:: YOUR INSTRUCTIONS ::
A single number is the answer here: how many lines of the entries contain "target"?
(DATASET ENTRIES begins)
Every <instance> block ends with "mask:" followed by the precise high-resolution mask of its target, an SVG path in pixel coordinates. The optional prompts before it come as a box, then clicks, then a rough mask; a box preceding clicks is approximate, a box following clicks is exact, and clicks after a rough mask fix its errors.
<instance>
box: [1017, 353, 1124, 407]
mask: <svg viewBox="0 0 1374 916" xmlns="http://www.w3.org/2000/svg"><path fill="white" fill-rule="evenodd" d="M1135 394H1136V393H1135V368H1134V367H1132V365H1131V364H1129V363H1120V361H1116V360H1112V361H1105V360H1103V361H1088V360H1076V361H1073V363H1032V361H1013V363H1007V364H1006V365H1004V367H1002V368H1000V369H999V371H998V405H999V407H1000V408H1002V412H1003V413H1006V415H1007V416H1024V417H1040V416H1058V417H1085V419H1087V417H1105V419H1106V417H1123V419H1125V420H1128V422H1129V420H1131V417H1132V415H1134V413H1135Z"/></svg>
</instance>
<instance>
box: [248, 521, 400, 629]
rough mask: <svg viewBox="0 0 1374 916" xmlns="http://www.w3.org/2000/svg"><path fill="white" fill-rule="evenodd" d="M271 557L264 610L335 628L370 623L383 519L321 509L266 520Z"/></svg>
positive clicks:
(DATASET ENTRIES ends)
(DATASET ENTRIES begins)
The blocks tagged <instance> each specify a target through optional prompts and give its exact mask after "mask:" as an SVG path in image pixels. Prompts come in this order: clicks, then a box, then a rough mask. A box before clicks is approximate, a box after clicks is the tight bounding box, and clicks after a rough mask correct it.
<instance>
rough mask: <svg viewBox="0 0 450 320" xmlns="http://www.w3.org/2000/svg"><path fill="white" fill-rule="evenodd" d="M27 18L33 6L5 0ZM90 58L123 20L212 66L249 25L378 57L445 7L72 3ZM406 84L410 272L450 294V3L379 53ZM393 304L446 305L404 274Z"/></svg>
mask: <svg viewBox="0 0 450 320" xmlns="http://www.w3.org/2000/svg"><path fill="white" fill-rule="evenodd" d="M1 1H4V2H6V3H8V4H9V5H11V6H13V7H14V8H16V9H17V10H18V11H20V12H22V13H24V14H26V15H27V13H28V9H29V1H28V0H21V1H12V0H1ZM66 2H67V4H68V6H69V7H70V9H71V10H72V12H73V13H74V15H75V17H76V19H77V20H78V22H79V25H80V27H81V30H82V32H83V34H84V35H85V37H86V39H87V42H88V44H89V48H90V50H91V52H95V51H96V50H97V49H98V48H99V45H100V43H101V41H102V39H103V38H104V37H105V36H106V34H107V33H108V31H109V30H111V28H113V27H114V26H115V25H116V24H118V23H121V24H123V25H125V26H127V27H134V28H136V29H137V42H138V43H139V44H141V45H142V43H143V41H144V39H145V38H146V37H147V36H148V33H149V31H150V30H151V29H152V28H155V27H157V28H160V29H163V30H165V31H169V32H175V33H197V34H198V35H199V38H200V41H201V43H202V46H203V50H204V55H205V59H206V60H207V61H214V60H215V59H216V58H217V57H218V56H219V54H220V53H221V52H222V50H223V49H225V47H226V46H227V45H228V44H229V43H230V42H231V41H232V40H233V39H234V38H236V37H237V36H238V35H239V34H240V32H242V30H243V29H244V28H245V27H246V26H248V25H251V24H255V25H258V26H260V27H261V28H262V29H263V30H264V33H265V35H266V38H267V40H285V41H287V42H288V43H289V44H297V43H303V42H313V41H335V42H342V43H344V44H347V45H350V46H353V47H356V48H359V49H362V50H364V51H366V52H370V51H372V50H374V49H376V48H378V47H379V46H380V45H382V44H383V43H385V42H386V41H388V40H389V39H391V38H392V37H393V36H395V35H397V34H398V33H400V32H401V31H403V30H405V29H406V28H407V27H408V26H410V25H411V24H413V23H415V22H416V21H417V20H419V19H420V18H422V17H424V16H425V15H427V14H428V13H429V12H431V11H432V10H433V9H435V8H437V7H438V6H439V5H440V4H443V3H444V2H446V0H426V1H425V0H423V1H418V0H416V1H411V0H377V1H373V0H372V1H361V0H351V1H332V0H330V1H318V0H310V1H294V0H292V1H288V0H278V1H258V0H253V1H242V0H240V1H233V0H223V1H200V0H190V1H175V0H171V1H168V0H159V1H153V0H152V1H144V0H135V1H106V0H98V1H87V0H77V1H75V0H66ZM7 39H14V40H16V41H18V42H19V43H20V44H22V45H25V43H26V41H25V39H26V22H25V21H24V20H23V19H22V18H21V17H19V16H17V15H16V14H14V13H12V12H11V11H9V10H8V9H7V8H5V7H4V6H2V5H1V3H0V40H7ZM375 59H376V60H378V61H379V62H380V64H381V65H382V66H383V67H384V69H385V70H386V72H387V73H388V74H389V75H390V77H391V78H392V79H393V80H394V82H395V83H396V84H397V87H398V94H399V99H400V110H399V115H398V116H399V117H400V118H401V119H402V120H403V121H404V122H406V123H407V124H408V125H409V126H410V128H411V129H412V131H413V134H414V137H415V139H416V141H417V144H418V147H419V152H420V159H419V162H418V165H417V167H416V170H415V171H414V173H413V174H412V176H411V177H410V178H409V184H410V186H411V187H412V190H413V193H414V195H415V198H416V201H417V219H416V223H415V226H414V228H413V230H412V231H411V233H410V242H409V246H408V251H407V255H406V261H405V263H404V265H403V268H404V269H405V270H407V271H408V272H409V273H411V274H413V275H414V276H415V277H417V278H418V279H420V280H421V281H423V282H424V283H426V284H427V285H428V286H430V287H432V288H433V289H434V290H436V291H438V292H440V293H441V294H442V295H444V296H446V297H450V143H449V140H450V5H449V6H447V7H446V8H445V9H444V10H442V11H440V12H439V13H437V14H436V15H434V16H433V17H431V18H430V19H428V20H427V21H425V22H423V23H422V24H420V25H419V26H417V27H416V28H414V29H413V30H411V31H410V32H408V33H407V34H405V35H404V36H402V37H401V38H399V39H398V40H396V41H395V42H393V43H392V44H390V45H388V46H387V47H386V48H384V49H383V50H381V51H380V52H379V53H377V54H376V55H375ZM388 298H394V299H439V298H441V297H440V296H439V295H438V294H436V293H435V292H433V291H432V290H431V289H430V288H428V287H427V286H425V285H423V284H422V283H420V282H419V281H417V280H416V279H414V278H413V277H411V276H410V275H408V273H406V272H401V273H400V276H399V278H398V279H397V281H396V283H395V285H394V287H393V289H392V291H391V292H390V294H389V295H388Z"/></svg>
(DATASET ENTRIES ends)
:: EXERCISE SOLUTION ::
2